Work required> What lines in the data hold the string "sign"? Show them.

Records excerpted from a collection:
= Beginning of Section =

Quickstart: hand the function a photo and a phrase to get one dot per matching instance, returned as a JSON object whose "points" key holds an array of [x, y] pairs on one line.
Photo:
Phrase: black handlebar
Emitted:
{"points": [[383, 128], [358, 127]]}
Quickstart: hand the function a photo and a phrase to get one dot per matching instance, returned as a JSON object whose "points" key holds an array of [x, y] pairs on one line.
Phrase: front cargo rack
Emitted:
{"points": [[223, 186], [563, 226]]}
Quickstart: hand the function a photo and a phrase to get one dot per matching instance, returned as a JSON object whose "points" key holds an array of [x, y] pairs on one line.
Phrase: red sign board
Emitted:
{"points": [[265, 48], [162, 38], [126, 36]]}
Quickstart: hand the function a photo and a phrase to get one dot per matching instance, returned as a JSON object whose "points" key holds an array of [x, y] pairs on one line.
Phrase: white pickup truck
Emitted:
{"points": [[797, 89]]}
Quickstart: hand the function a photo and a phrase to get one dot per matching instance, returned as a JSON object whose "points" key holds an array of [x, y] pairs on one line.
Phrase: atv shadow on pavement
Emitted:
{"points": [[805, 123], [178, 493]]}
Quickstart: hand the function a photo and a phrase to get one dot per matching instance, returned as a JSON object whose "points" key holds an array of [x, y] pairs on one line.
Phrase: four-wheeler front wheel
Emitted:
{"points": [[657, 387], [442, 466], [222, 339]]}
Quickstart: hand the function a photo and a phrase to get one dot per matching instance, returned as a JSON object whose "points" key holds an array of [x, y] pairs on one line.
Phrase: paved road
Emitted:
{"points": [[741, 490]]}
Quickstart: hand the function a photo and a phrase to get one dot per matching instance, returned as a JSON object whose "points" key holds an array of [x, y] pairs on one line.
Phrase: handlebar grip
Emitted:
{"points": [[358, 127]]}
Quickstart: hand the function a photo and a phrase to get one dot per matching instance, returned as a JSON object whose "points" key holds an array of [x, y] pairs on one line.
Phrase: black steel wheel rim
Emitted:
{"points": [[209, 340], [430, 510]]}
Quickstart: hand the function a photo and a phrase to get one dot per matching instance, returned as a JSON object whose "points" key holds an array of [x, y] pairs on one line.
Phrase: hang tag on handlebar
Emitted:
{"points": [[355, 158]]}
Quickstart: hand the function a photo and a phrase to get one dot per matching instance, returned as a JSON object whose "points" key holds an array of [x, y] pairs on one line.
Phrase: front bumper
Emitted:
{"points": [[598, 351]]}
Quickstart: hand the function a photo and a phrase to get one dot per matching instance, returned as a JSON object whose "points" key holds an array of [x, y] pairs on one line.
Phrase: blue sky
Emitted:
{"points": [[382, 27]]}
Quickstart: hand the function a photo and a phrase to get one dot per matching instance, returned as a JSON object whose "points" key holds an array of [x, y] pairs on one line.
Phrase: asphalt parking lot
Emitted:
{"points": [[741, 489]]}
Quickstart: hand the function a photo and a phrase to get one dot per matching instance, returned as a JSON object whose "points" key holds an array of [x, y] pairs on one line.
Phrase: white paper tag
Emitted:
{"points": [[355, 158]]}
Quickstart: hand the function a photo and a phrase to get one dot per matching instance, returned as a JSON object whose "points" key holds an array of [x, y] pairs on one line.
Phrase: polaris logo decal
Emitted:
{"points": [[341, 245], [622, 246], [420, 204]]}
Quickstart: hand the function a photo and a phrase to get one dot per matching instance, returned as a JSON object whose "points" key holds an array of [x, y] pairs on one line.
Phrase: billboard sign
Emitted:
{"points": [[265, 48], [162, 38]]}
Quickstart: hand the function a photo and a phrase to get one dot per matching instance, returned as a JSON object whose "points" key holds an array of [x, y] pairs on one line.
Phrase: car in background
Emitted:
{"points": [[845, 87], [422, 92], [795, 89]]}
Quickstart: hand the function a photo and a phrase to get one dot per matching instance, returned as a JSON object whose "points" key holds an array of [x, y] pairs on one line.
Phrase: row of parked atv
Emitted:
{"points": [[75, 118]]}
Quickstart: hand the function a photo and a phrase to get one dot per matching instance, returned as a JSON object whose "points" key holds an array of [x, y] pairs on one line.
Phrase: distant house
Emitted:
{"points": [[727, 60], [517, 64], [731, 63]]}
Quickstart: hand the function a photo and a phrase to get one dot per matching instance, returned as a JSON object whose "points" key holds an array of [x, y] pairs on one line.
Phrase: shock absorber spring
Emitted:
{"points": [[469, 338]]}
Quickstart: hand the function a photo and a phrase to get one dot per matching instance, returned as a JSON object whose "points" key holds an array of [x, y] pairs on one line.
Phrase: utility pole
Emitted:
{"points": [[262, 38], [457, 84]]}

= End of Section =

Problem solution>
Phrase: red sign board
Phrase: billboard sign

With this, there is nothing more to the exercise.